# TF Blue Goose



## Polar Bear (Sep 22, 2013)

Does anyone know the back story on "TF Blue Goose"?


----------



## talonlm (Sep 22, 2013)

Never heard of a "Task Force Blue Goose," but there was a PBY named _Blue Goose_ used for a daylight torpedo raid during  the fight for Guadalcanal.  The was a much better writeup on the Air University page, but that apparently got put behind a .mil firewall.  I can post a copy here, but I ain't sure that's what you're asking about. 

Edit:  Found a better source here.


----------



## goon175 (Sep 22, 2013)

Uh... can we get a Mod over here to clean this up for OPSEC?


----------



## pardus (Sep 22, 2013)

goon175 said:


> Uh... can we get a Mod over here to clean this up for OPSEC?



It's OK, I believe the CIA declassified Blue Goose.

Or was that the other unit, TF Grey Goose? I always get those two mixed up. :-/


----------



## Dame (Sep 22, 2013)

goon175 said:


> Uh... can we get a Mod over here to clean this up for OPSEC?


----------



## goon175 (Sep 22, 2013)

Dame said:


> View attachment 9272



I see you caught my sarcasm!


----------



## Muppet (Sep 22, 2013)

Dame said:


> View attachment 9272


 
How do you do that new fangled computer stuff?

F.M.


----------



## pardus (Sep 22, 2013)

goon175 said:


> I see you caught my sarcasm!



I guess you were too subtle? :-/


----------



## x SF med (Sep 23, 2013)

Polar Bear said:


> Does anyone know the back story on "TF Blue Goose"?


 
It has to do with Operation Blue Falcon doesn't it?


----------



## talonlm (Sep 23, 2013)

Just so long as it has absolutely nothing to do with any kind of waffle.


----------



## DA SWO (Sep 23, 2013)

TF Duck Duck came first.


----------



## Centermass (Sep 23, 2013)

SOWT said:


> TF Duck Duck came first.



and then, the "Ether" Bunny with OP Badassery.......


----------



## amlove21 (Sep 23, 2013)

I was attached to TF BG for quite a while. We were under TF BRINDLE (it was a combined op). Cant say what I did or who I worked with or where. Except that I did and with some people and in SE Asia.

▸ **Task set**:
1. In the forum thread about TF Blue Goose, what was the PBY named Blue Goose used for?
2. Continue the forum thread about TF Blue Goose from its final post.

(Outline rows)

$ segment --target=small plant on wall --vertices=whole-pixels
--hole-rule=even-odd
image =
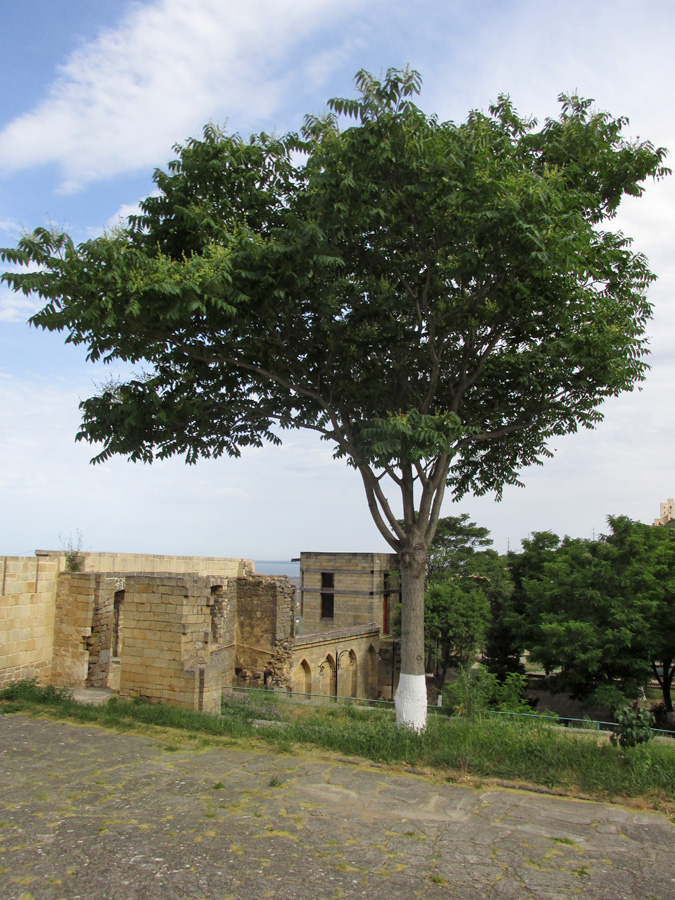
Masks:
[[[66,572],[81,572],[84,568],[84,554],[82,553],[82,532],[79,528],[72,532],[64,539],[63,535],[59,535],[61,546],[65,551]]]

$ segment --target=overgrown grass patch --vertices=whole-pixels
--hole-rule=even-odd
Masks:
[[[257,695],[260,694],[260,696]],[[675,745],[650,741],[632,748],[612,746],[605,736],[569,733],[534,719],[507,717],[429,718],[417,734],[399,730],[387,710],[336,704],[292,706],[270,692],[226,702],[221,716],[159,704],[114,699],[85,706],[69,692],[19,682],[0,691],[5,712],[49,710],[81,722],[118,729],[158,726],[192,737],[257,739],[279,752],[320,747],[384,764],[457,773],[583,793],[599,799],[641,796],[654,806],[675,803]],[[227,700],[228,698],[226,698]],[[256,729],[255,720],[285,723]]]

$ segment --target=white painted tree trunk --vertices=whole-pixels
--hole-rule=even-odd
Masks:
[[[422,544],[399,552],[401,573],[401,674],[394,704],[399,728],[422,731],[427,724],[424,675],[424,584],[427,550]]]

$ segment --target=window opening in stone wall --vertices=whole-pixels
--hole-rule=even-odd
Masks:
[[[110,594],[108,594],[110,596]],[[120,635],[122,629],[122,604],[124,603],[124,591],[115,591],[113,600],[113,635],[112,635],[112,655],[119,657],[120,655]],[[110,607],[108,607],[110,608]]]
[[[222,644],[225,640],[225,597],[223,586],[211,588],[211,639],[214,644]]]
[[[335,574],[333,572],[321,573],[321,618],[333,619],[335,617]]]

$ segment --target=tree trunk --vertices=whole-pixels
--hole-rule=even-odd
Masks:
[[[424,677],[424,585],[427,548],[411,542],[399,551],[401,573],[401,674],[394,703],[396,724],[422,731],[427,724]]]

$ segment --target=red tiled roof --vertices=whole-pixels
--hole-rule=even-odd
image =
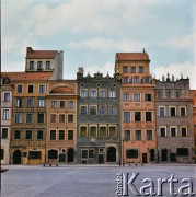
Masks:
[[[8,77],[10,80],[48,80],[53,72],[1,72],[1,76]]]
[[[150,60],[147,53],[116,53],[116,60]]]
[[[33,50],[31,47],[26,49],[26,58],[28,59],[54,59],[58,50]]]
[[[57,86],[50,91],[51,94],[74,94],[72,89],[67,86]]]

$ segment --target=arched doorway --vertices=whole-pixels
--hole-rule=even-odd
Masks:
[[[13,164],[21,164],[21,151],[15,150],[13,152]]]
[[[74,150],[72,148],[68,149],[68,162],[73,162],[74,160]]]
[[[107,162],[116,162],[116,148],[115,147],[107,148]]]

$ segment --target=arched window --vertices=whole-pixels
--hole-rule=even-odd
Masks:
[[[1,149],[1,160],[4,159],[4,149]]]

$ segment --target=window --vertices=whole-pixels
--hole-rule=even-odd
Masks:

▸ **Exercise answers**:
1. It was used for a daylight torpedo raid during the fight for Guadalcanal.

2.
----------



## SpitfireV (Sep 23, 2013)

Ted Striker: My orders came through. My squadron ships out tomorrow. We're bombing the storage depots at Daiquiri at 1800 hours. We're coming in from the north, below their radar.

Elaine Dickinson: When will you be back?

Ted Striker: I can't tell you that. It's classified.


----------



## x SF med (Sep 23, 2013)

amlove21 said:


> I was attached to TF BG for quite a while. We were under TF BRINDLE (it was a combined op). Cant say what I did or who I worked with or where. Except that I did and with some people and in SE Asia.


 
and your call sign was "Mother Goose", right?   Oh, Hell did that break OPSEC, or was that just a fairy tale?


----------



## Muppet (Sep 23, 2013)

talonlm said:


> Just so long as it has absolutely nothing to do with any kind of waffle.


 
You sir should promise never to bring that debacle up again, ok? Next, we will be talking about the harlem shake poop video...

F.M.


----------



## 0699 (Sep 24, 2013)

SpitfireV said:


> Ted Striker: My orders came through. My squadron ships out tomorrow. We're bombing the storage depots at Daiquiri at 1800 hours. We're coming in from the north, below their radar.
> 
> Elaine Dickinson: When will you be back?
> 
> Ted Striker: I can't tell you that. It's classified.


 
Over Macho Grande?


----------



## Yoshi (Sep 24, 2013)

Firemedic said:


> harlem shake poop video...


...I had to look....:wall:


----------



## x SF med (Sep 24, 2013)

Yoshi said:


> ...I had to look....:wall:


 
that was stupid...  do pushups.


----------



## Muppet (Sep 24, 2013)

Yoshi said:


> ...I had to look....:wall:


 
LMAO. Dumb ass.. Do flutter kicks also.:wall:

F.M.


----------



## Yoshi (Sep 24, 2013)

Yesterday was flutter kick day.


----------



## x SF med (Sep 24, 2013)

Yoshi said:


> Yesterday was flutter kick day.


 
Wrong again...  every day is flutter kick day...  and pushup day...  do more of each...  lots more...
Soon, you will realize that once the fighting position maximizes cover and allows for good fields of fire, it is finished and you should put down the e-tool...  because anything beyond a well constructed fighting position begins to resemble a grave...  and nobody wants to stand in a grave.  :-"


----------



## Muppet (Sep 24, 2013)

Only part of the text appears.